### THE PROBLEM
Transcribe word for word the lines spanning the line with "of black jacket" through the end of the records.

** Start of RAW RECORDS **

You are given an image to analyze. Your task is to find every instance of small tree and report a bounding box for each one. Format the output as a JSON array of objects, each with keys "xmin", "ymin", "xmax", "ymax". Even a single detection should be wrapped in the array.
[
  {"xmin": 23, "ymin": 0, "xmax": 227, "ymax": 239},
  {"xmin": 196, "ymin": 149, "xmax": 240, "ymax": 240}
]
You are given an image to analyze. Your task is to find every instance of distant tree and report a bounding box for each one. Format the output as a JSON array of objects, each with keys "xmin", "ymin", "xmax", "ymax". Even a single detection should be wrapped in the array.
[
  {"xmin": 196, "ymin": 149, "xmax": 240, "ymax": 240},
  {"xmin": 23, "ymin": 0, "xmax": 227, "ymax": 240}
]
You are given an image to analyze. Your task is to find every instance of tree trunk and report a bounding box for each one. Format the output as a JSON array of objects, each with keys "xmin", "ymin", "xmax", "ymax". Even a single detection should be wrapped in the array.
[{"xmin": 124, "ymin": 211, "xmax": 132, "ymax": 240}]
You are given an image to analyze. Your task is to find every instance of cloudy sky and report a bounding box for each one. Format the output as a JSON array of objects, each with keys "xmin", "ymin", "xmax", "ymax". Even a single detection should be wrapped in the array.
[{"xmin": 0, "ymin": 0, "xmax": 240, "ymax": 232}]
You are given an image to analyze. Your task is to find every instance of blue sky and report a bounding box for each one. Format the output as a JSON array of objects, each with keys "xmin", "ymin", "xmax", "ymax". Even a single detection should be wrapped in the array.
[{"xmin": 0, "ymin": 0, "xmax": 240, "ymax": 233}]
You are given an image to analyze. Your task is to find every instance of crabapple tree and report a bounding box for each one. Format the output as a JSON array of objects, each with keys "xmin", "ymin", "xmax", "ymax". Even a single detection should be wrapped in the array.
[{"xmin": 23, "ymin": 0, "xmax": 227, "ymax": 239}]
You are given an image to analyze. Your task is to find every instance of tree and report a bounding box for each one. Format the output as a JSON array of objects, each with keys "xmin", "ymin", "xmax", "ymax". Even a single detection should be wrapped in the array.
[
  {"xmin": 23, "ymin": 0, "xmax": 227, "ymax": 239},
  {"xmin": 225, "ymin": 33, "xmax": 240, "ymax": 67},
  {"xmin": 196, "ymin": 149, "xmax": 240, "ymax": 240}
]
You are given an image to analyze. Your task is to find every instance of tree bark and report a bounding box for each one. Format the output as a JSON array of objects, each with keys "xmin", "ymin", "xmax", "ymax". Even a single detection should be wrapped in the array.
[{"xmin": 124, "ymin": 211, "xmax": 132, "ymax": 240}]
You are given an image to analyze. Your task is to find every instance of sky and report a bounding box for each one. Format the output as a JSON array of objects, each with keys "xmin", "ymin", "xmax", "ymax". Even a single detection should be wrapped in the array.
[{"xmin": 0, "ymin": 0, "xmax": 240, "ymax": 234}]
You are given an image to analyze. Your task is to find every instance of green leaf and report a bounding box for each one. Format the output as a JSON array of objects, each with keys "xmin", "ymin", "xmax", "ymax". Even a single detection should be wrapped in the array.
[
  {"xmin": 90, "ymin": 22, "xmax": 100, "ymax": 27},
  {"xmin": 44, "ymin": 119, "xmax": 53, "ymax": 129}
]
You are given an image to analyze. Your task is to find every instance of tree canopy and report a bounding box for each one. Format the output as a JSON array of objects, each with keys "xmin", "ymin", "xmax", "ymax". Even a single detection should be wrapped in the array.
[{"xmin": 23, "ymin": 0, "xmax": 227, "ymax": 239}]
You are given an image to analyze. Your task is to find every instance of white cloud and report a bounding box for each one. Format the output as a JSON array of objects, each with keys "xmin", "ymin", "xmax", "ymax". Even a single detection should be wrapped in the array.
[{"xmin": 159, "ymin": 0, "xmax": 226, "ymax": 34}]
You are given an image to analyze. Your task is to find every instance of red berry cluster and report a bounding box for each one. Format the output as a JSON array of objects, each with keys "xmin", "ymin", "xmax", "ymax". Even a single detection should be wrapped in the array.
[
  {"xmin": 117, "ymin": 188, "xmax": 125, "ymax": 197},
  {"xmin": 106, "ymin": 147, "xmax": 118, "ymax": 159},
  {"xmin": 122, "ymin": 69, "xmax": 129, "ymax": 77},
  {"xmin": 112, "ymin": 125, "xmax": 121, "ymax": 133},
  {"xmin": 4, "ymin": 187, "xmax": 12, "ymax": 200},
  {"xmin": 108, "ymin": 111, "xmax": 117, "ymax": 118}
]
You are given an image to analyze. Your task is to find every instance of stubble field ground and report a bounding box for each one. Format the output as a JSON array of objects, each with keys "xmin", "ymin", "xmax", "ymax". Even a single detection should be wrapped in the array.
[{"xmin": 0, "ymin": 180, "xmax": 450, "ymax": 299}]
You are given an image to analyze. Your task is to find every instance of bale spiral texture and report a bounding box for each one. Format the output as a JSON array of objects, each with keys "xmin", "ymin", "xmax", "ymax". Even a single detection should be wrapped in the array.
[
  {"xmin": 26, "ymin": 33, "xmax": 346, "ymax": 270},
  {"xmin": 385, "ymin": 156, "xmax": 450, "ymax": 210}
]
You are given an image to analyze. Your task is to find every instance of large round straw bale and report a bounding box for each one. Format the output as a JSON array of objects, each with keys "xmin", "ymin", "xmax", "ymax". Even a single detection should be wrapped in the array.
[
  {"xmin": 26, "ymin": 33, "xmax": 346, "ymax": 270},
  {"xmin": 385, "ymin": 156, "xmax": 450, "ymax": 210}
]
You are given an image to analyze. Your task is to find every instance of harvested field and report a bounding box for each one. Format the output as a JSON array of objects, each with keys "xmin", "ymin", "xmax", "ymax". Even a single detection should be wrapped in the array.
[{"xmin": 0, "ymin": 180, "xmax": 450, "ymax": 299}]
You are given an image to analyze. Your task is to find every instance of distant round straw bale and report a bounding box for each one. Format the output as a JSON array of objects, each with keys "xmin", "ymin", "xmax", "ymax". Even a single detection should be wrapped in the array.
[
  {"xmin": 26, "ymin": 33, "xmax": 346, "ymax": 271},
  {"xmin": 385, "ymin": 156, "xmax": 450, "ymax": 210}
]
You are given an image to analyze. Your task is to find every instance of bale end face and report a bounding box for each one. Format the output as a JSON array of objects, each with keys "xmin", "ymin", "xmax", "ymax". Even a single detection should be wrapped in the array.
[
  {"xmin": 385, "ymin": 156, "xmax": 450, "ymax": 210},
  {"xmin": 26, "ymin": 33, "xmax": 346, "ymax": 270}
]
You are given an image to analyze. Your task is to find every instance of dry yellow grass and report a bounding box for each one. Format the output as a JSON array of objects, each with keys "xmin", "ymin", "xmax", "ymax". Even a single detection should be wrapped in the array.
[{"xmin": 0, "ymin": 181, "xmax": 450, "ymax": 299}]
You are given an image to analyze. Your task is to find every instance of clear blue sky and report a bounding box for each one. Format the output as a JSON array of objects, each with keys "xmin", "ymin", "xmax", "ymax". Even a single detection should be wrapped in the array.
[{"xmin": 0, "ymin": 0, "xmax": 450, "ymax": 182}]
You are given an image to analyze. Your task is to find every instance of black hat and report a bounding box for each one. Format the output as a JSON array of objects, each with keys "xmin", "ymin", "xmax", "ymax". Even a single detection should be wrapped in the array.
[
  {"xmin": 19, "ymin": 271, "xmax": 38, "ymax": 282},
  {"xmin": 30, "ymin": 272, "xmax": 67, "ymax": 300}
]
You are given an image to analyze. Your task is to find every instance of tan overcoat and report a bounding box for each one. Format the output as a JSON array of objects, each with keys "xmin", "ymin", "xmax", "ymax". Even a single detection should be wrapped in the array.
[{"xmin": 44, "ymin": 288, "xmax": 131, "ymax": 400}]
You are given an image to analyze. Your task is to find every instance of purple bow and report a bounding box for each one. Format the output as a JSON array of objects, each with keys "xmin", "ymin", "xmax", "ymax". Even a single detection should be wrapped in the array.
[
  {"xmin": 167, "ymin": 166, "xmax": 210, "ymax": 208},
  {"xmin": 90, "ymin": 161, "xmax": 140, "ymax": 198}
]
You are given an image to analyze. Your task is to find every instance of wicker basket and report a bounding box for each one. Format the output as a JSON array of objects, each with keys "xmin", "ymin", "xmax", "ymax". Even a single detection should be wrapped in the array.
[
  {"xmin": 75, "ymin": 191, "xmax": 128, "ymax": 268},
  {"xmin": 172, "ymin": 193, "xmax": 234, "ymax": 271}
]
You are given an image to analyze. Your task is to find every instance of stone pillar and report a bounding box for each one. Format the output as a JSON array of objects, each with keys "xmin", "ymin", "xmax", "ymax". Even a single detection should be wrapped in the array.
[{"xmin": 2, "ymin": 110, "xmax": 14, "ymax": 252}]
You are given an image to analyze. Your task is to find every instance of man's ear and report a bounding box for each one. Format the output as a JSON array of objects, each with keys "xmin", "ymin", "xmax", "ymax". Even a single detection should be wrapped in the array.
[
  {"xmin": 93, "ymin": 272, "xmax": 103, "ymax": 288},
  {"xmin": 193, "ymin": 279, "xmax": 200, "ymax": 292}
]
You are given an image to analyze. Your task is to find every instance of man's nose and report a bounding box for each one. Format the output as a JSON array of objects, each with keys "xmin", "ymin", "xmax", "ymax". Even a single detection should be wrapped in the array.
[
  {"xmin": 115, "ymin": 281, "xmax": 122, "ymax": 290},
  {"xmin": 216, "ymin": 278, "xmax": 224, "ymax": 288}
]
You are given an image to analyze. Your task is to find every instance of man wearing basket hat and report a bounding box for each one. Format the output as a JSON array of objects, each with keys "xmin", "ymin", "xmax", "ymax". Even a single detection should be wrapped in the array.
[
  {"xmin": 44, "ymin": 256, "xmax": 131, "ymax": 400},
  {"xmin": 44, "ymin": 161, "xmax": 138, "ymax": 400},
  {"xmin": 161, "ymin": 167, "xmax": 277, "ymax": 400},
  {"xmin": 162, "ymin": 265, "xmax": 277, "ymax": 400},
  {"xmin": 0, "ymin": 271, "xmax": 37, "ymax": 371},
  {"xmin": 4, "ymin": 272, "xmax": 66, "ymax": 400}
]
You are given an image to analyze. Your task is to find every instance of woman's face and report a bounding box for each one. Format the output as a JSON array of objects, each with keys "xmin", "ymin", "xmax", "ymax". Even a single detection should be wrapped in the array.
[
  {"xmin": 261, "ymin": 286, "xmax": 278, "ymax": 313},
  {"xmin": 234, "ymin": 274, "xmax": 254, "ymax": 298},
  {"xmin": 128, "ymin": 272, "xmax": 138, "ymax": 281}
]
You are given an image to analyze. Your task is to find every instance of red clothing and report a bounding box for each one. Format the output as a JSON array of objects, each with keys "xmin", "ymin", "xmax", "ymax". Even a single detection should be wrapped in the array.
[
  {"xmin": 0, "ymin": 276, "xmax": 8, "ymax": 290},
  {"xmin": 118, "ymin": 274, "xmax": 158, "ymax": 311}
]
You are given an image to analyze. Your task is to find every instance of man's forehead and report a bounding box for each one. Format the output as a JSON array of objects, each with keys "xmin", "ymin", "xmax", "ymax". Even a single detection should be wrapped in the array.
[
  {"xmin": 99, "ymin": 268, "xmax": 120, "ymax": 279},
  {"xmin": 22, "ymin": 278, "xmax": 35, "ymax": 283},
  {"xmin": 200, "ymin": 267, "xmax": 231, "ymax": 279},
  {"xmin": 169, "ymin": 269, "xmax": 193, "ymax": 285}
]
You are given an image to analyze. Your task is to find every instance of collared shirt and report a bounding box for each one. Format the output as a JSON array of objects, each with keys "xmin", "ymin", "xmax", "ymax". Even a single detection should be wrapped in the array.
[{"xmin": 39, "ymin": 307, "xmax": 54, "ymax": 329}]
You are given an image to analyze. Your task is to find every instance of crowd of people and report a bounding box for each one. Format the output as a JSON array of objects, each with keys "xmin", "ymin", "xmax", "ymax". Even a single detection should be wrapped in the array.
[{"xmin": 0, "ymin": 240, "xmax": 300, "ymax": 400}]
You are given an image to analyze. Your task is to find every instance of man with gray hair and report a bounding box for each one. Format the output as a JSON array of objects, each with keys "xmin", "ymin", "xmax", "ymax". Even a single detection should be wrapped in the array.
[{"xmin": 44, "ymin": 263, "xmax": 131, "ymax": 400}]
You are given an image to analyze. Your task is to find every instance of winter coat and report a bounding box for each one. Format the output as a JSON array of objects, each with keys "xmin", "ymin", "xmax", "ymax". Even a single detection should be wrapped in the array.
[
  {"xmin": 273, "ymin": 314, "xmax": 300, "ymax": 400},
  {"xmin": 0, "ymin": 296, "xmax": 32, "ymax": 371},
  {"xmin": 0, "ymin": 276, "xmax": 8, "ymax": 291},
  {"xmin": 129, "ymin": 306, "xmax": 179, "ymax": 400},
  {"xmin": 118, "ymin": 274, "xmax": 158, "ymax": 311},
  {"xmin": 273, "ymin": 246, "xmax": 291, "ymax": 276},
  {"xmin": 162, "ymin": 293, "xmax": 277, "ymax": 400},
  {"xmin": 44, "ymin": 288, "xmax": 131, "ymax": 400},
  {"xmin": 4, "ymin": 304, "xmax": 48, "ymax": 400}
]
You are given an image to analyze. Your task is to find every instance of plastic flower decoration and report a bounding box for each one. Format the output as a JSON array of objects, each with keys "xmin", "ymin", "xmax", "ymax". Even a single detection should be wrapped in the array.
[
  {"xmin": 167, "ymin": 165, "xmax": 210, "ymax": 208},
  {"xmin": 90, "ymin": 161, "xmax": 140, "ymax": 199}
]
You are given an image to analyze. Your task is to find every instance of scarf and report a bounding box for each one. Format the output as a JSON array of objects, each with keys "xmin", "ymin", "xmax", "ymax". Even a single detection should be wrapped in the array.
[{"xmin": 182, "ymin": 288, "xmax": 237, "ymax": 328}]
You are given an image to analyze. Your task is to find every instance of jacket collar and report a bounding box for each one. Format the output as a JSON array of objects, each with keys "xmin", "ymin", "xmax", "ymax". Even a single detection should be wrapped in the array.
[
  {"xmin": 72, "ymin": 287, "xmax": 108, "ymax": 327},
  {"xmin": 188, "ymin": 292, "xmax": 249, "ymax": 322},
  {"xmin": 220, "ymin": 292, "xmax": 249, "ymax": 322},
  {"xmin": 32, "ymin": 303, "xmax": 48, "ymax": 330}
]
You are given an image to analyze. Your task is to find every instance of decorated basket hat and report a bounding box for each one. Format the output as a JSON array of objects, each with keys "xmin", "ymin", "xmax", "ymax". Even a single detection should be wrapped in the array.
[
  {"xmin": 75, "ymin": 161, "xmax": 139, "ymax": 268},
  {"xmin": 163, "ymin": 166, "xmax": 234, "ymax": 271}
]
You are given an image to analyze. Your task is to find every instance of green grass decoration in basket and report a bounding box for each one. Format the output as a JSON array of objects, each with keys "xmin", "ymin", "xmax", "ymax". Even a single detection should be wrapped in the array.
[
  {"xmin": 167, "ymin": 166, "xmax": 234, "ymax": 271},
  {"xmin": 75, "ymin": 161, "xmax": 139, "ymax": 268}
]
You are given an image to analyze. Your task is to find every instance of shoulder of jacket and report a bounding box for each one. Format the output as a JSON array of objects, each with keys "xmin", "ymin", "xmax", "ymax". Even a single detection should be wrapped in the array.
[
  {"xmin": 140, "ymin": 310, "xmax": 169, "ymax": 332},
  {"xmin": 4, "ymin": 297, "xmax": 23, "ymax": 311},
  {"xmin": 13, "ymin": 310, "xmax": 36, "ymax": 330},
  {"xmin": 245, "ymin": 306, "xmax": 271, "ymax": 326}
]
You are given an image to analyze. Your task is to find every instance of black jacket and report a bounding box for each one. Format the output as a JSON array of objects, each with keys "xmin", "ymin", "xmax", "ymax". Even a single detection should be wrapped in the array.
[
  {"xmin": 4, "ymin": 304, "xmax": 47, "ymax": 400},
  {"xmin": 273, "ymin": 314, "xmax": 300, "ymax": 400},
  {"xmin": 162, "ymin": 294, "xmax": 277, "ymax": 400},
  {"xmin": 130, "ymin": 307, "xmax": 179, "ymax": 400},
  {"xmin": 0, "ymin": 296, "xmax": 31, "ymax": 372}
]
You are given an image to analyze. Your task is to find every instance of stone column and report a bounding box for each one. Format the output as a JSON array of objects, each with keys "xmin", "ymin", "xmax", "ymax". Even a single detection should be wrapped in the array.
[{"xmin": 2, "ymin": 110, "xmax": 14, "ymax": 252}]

** End of RAW RECORDS **

### FINISHED ANSWER
You are given an image to analyze. Your task is to find every instance of black jacket and report a bounding box for each one. Format the output as a JSON array of objects, each with keys "xmin", "ymin", "xmax", "ymax". Even a single detection should be wrapped in the array.
[
  {"xmin": 4, "ymin": 304, "xmax": 47, "ymax": 400},
  {"xmin": 273, "ymin": 314, "xmax": 300, "ymax": 400},
  {"xmin": 162, "ymin": 294, "xmax": 277, "ymax": 400},
  {"xmin": 130, "ymin": 307, "xmax": 179, "ymax": 400},
  {"xmin": 0, "ymin": 296, "xmax": 31, "ymax": 372}
]
You are given an image to analyze. Your task is to find every instance of stone column and report a bounding box for each one. Format the output as a JSON array of objects, each with keys "xmin", "ymin", "xmax", "ymax". Even a single detection should be wrapped in the array.
[{"xmin": 2, "ymin": 110, "xmax": 14, "ymax": 252}]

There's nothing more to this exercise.